(Required work)
Lay out every line of the listing below as a numbered list, omitting any blank lines.

Extracted listing
===

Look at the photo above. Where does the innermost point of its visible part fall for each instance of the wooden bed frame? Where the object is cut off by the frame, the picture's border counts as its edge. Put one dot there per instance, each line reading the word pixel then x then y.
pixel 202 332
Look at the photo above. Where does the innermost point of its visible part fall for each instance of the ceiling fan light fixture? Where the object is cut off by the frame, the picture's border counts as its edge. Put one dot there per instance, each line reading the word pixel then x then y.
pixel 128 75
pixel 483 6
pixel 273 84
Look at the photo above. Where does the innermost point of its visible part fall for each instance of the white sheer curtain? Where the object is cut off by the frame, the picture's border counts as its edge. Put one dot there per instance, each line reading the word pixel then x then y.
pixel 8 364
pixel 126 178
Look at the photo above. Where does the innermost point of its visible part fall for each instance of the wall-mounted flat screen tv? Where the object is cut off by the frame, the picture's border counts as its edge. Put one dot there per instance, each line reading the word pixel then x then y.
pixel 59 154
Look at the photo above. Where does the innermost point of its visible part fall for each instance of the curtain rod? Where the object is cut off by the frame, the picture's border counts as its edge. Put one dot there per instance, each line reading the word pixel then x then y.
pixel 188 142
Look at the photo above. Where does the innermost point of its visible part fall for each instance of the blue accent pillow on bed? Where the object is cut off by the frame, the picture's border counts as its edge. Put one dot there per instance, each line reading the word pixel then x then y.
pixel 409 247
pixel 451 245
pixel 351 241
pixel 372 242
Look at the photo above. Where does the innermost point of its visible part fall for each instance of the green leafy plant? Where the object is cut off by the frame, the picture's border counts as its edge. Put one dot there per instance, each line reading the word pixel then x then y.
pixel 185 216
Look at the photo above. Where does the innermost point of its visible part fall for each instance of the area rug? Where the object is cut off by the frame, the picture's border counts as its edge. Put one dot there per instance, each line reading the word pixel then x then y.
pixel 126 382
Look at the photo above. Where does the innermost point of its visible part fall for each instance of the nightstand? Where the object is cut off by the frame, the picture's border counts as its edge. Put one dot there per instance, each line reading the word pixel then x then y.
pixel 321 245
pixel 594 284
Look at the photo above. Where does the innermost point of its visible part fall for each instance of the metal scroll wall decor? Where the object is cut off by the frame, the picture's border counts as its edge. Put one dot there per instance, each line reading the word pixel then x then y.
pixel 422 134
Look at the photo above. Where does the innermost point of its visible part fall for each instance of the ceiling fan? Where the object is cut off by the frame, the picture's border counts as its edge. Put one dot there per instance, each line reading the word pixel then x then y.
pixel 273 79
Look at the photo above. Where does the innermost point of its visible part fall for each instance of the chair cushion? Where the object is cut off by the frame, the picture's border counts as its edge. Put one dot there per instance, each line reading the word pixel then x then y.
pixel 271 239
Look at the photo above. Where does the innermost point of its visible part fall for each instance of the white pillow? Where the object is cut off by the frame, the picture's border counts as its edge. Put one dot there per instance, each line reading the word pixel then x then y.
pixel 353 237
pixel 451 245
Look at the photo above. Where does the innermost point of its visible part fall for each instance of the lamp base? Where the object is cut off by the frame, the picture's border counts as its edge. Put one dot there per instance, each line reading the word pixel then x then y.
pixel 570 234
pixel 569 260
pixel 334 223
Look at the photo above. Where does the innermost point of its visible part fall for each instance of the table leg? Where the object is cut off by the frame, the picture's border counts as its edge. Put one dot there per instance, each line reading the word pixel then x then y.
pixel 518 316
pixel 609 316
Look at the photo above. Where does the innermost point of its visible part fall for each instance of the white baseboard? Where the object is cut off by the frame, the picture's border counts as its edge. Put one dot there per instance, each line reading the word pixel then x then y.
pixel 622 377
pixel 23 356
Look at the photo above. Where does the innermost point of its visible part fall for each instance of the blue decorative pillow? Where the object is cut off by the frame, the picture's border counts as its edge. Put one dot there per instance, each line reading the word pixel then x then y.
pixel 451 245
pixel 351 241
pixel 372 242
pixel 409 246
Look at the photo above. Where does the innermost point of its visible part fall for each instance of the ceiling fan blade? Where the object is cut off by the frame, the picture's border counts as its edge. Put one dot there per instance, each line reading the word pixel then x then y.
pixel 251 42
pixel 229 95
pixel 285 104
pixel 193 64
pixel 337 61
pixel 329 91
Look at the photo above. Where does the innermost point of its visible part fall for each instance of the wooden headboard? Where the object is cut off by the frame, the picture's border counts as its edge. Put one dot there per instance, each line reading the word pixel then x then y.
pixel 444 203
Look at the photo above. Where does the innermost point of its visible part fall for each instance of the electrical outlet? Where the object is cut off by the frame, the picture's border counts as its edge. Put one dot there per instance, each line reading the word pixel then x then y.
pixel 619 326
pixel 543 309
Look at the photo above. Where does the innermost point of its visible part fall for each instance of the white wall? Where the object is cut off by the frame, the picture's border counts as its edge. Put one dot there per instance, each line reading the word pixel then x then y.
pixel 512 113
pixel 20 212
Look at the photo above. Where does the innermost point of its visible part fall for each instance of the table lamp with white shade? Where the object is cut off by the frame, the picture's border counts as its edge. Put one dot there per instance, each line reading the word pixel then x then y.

===

(Reply to the exercise)
1. Look at the photo above. Where does the innermost point of its visible part fall for each instance of the wooden bed frame? Where the object is cut off by the frame, the picture's border counts as its edge. Put one dot there per instance, each line reading the word pixel then x then y.
2. pixel 202 332
3. Look at the photo above. Where does the innermost point of its visible part fall for each instance of the ceiling fan light fixture? Where the object is cut off by the frame, the picture's border counts as its edge. Put one dot there per instance, each line reading the word pixel then x then y.
4. pixel 128 75
5. pixel 483 6
6. pixel 273 84
7. Look at the photo above. Where does the innermost point of its visible part fall for each instance of the white sheer curtain? Where the object is cut off by the frame, the picture's border counts as its edge. Put one dot there per instance, each line reading the word pixel then x then y.
8. pixel 8 364
9. pixel 126 178
10. Look at the photo above. Where does the innermost point of its visible part fall for each instance of the wall-mounted flat screen tv? Where the object is cut off by the frame, the picture's border counts as its edge. Put one dot there per instance, each line reading the word pixel then x then y.
11. pixel 59 154
12. Look at the photo above. Where does the innermost point of its visible part fall for each instance of the curtain rod? Where the object is cut off by the frame, the picture's border counts as its edge. Put one dot there per instance, each line reading the word pixel then x then y.
13. pixel 188 142
14. Look at the photo above. Where does the innermost point of its visible part fall for each instance of the blue accent pillow on bed? Where the object is cut off by the frame, the picture's border counts as its edge. Put one dot there per instance, each line reading the word pixel then x then y.
15. pixel 409 247
16. pixel 451 245
17. pixel 351 241
18. pixel 372 242
19. Look at the photo above. Where does the innermost point of its visible part fall for each instance of the green leafy plant? Where the object is cut off by the frame, the picture's border counts as its edge. Put one dot there per instance, each line reading the word pixel then x then y.
20. pixel 185 216
21. Look at the photo above. Where does the innermost point of its visible part fall for each instance of the area rug? Where the object is cut off by the frame, the picture's border counts as its edge. Put one dot there per instance, each line reading the word pixel then x then y.
22. pixel 126 382
23. Look at the photo above. Where does the innermost point of its visible part fall for each instance of the nightstand? Where the object is cut off by the frame, the picture's border counts as its edge. Put one dot there per instance, each line reading the word pixel then x then y.
24. pixel 321 245
25. pixel 594 284
26. Look at the photo above. Where does the innermost point of its visible part fall for each instance of the metal scroll wall decor? Where the object is cut off by the frame, the picture's border counts as its edge. Put one dot there per instance, each line reading the word pixel then x then y.
27. pixel 422 134
28. Look at the photo above. Where does the innermost point of its visible part fall for each instance of the ceiling fan? Where the object is cut off by the frame, the picture's border counts as its edge. Put one dot there per instance, each line reading the word pixel then x then y.
29. pixel 273 79
30. Look at the photo above. Where does the innermost point of its visible part fall for each instance of the chair cushion? Where the object is cut off by the frame, the picture's border counts as its edge. Put one dot there per instance, each line reading the word pixel then x then y.
31. pixel 271 239
32. Look at the photo above. Where does the innermost point of its visible part fall for each instance of the white pillow? Where the object is cut off by the frame, the picture's border counts as its edge. Put one dot there per instance, each line reading the word pixel then x then y.
33. pixel 353 237
34. pixel 451 245
35. Look at the photo above. Where does the innermost point of its visible part fall for each instance of the lamp base? Where the object is cut off by the frame, the picture's border counts as its edge. Put one dot there per instance, each line reading the word pixel then x then y.
36. pixel 570 234
37. pixel 569 260
38. pixel 334 223
39. Look at the photo above. Where does the innermost point of its visible part fall for each instance of the table leg? Where the object is cut off by the frame, the picture's border counts as its edge. Put one dot there per instance, each line reading the word pixel then x then y.
40. pixel 518 316
41. pixel 609 316
42. Look at the photo above. Where does the innermost point of its visible part fall for each instance of the white baseboard? Where the object is cut off by the frame, the picture's border counts as its edge. Put one dot there per instance, each line reading the word pixel then x then y.
43. pixel 622 377
44. pixel 23 356
45. Look at the photo above. Where does the innermost point of its visible part fall for each instance of the blue decorative pillow? Where the object is cut off by the frame, the picture's border counts as its edge. Put one dot there per instance, each line reading the word pixel then x then y.
46. pixel 451 245
47. pixel 351 241
48. pixel 372 242
49. pixel 409 246
50. Look at the photo above. Where does the innermost point of its visible part fall for each instance of the ceiling fan blade? Where the object is cut off by the frame, the picture's border counts as its edge. Put one dot there per instance, each line reading the word pixel then x then y.
51. pixel 251 42
52. pixel 229 95
53. pixel 285 104
54. pixel 193 64
55. pixel 337 61
56. pixel 329 91
57. Look at the photo above. Where does the innermost point of its visible part fall for each instance of the wooden headboard? Where the object is cut off by the frame, the picture's border counts as its edge. Put one dot there per instance, each line reading the word pixel then x then y.
58. pixel 444 203
59. Look at the photo above. Where does the innermost point of its visible part fall for each instance of the electrical outlet? Where the object is cut off by the frame, the picture's border counts as its edge. Put one dot there per instance, each line reading the word pixel then x then y.
60. pixel 619 326
61. pixel 543 309
62. Look at the photo above. Where does the innermost point of its visible part fall for each instance of the white wall? Where the object is cut off by the frame, the picture's border counts as its edge. Put one dot there per instance, each line reading the word pixel then x then y.
63. pixel 512 113
64. pixel 20 212
65. Look at the photo above. Where does the innermost point of its visible part fall for each instance of the table lamp with white shade? Where the object is cut off by the frame, the picture's border counts as its edge. Put one dot there per instance, each line reading the word pixel then x then y.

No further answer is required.